This is not a novel idea, either. I see friends and neighbors taking up gardening, home repair, painting or other such projects. The specific project isn’t even that important, but having something personal you can work towards and make the most of your time locked down can really help. The alternative, of course, is worse.
Last month, I wrote down a list of projects that I wanted to finish by end of August, in no particular order, which included:
- Finishing a couple of books. These were books that I actually wanted to read, as opposed to the pile of books I bought and only half-heartedly want to read.
- Finishing a certain, little writing project of mine (more on that in a future post).
- Finishing one of my Japanese language textbooks, which is already 2/3 done anyway.
- Finishing season one of Star Trek: Discovery.
This was meant to be a list of easy, stress-free projects to complete by August, but I also expected to not get all of them done, so I made a note to myself that I would not be disappointed if I fail to finish them. I figure, any progress is better than no progress at all. But I have completed a couple items so far, and I am happy to see the list getting smaller.

Request 1: In the post on lockdown projects, how much of the Japanese language textbook is already finished?
Request 2: Translate this sentence from the post on lockdown projects into Spanish: "I figure, any progress is better than no progress at all."
Request 3: Print everything in the post on lockdown projects from "This is not" down to "course, is worse.".

Records shown:

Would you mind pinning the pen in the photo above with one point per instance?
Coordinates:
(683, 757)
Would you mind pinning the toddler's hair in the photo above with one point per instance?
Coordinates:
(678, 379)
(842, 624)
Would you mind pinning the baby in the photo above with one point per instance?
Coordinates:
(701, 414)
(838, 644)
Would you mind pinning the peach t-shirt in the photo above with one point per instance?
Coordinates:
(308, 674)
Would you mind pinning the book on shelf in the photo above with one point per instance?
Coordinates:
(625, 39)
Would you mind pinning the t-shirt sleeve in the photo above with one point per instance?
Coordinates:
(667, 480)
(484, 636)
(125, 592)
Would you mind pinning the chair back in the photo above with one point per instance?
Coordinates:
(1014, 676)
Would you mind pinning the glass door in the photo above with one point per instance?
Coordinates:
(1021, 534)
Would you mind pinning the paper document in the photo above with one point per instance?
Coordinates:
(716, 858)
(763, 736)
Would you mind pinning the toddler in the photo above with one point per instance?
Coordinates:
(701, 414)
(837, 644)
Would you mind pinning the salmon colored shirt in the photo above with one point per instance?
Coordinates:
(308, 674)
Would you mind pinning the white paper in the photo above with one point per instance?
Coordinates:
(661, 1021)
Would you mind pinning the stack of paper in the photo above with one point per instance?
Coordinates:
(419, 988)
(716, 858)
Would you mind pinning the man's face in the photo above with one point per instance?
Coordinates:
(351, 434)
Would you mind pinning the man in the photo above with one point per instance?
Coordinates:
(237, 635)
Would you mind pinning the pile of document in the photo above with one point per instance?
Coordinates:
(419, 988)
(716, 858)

Task output 1: Two-thirds of it

Task output 2: Creo que cualquier progreso es mejor que ningún progreso.

Task output 3:
This is not a novel idea, either. I see friends and neighbors taking up gardening, home repair, painting or other such projects. The specific project isn’t even that important, but having something personal you can work towards and make the most of your time locked down can really help. The alternative, of course, is worse.